Cosa fare >>
1. Secondo il testo sul rischio idrogeologico, quanti interventi immediatamente cantierabili comprende il piano proposto da Anbi?
2. Ricopia un tratto del testo sul rischio idrogeologico: comincia dalle parole "Ci sarebbero tutte" e fermati dopo "Accordi di Programma.".

Brano citato >>
___

Tra le cause principali di questa specifica ‘sensibilità al disastro’ ci sono un’orografia particolare del territorio, ma soprattutto l’abbandono delle zone montane e una cementificazione selvaggia e incontrollata che devasta ogni secondo circa 8 mq di suolo. 70 ettari al giorno.
Attualmente 6 milioni di italiani vivono in un territorio a elevato rischio idrogeologico e 22 milioni in zone a rischio medio. Nel nostro Paese vi sono 1.260.000 edifici a rischio, tra cui 6.251 scuole e 547 ospedali.
I dati sono stati forniti dall'Anbi - Associazione nazionale bonifiche e irrigazioni, nella proposta di Piano per la riduzione del rischio idrogeologico in Italia presentata a Roma.
Alcune delle soluzioni possibili per affrontare e ridurre il rischio idrogeologico sono contenute in un piano di interventi che comprende 3.383 interventi immediatamente cantierabili su tutto il territorio nazionale per un importo complessivo di 7.995 milioni di euro. L’avvio dei cantieri, oltre a mettere in sicurezza diverse aree a rischio e limitare i possibili danni in altre, gioverebbe senz’altro all’economia e all’occupazione, garantendo inoltre un risparmio futuro sugli stanziamenti regolarmente erogati a ogni emergenza.
Dalla nutrita schiera dei rappresentanti del mondo politico, si è alzato un unanime plauso all’iniziativa, una corale condivisione delle premesse e degli intenti di Anbi e un plebiscitario impegno ad attivarsi affinché la difesa del suolo esca finalmente dall’impasse in cui versa da decenni.
Ci sarebbero tutte le premesse perché, data la convergenza di tutti gli interessati, il piano proposto da Anbi sia quanto prima posto in atto. Ma sulla scorta delle esperienze passate non nutrire un certo scetticismo.
Le risorse
Otto miliardi di euro non sono bruscolini, soprattutto in un Paese nel quale quello della ‘carenza di risorse’ è un ritornello più conosciuto e cantato dell’inno nazionale. La legge finanziaria 2014 e il successivo DL 136/2013 si limitano a dettare norme che dovrebbero determinare l’utilizzo delle somme già previste negli Accordi di Programma.
Le nuove previsioni sono estremamente modeste, per non dire miserevoli: 30 milioni di euro per il 2014, 50 per il 2015 e 100 per il 2016.
Il previsto rifinanziamento di 140 miliardi di euro per ciascuno degli anni 2014, 2015 e 2016 per interventi nel settore della manutenzione idraulica e forestale, inoltre, non è che una revisione al ribasso della Legge di Stabilità 2013 che disponeva allo stesso titolo un rifinanziamento di 160 miliardi di euro per l’anno 2013. Peccato che tali risorse non siano state utilizzate per lo specifico settore della manutenzione idraulica per il quale erano state stanziate.
“Le risorse, almeno nominalmente, ci sono – ha affermato il presidente di Anbi, Massimo Gargano – bisogna spenderle”. Una verità lapalissiana che si scontra con la storia del recente passato, dove tra blocchi, congelamenti, patti di stabilità, guerra di competenze e via di seguito, delle risorse stanziate è stato speso solo il 4%.
Quello che serviva per pagare e mandare avanti i regimi di commissariamento.

___

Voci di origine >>
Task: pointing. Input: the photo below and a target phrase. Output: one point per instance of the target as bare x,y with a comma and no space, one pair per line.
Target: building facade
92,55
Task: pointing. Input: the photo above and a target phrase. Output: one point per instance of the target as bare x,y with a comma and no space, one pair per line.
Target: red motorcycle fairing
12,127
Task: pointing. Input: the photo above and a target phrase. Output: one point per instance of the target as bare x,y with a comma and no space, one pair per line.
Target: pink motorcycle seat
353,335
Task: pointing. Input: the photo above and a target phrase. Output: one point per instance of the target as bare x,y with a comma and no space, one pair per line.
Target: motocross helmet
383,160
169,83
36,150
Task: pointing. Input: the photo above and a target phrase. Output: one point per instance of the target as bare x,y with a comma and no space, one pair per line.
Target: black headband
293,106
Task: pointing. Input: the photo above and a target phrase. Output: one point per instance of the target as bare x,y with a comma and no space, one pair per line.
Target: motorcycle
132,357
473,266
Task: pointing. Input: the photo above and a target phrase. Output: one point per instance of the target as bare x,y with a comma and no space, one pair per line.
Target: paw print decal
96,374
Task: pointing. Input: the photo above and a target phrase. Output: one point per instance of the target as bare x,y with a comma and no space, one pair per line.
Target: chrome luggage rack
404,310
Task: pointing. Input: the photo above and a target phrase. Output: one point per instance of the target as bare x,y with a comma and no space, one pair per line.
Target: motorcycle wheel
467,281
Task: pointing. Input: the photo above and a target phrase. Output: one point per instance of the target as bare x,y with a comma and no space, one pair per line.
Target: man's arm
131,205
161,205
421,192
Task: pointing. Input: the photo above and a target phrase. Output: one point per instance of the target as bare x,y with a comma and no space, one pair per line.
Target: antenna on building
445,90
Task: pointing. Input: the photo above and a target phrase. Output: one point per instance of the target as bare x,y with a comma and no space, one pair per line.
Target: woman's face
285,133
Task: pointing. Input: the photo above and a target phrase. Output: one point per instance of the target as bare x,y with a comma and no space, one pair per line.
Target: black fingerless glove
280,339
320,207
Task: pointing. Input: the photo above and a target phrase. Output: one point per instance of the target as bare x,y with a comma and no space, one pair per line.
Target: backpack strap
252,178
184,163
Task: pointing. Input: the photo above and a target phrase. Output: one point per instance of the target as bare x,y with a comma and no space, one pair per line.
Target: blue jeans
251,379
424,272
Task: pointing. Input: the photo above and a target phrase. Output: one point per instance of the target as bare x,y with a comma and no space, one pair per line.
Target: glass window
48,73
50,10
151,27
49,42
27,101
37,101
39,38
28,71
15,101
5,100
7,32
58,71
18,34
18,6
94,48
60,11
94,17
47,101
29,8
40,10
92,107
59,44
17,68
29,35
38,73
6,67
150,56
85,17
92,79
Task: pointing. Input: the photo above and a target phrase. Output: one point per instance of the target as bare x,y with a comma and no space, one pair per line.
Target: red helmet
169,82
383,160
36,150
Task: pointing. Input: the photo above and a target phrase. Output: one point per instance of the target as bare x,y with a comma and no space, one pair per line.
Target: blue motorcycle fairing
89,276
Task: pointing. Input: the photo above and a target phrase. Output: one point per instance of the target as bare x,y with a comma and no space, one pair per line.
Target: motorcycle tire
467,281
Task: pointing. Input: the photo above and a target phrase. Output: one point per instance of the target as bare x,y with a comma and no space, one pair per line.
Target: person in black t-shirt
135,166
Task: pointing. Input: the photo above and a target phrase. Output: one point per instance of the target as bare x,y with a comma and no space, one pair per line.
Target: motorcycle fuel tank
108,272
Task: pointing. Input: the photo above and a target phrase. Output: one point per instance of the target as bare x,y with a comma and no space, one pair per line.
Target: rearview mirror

___

Risultati dell'esercizio >>
1. Il piano comprende 3.383 interventi immediatamente cantierabili.

2.
Ci sarebbero tutte le premesse perché, data la convergenza di tutti gli interessati, il piano proposto da Anbi sia quanto prima posto in atto. Ma sulla scorta delle esperienze passate non nutrire un certo scetticismo.
Le risorse
Otto miliardi di euro non sono bruscolini, soprattutto in un Paese nel quale quello della ‘carenza di risorse’ è un ritornello più conosciuto e cantato dell’inno nazionale. La legge finanziaria 2014 e il successivo DL 136/2013 si limitano a dettare norme che dovrebbero determinare l’utilizzo delle somme già previste negli Accordi di Programma.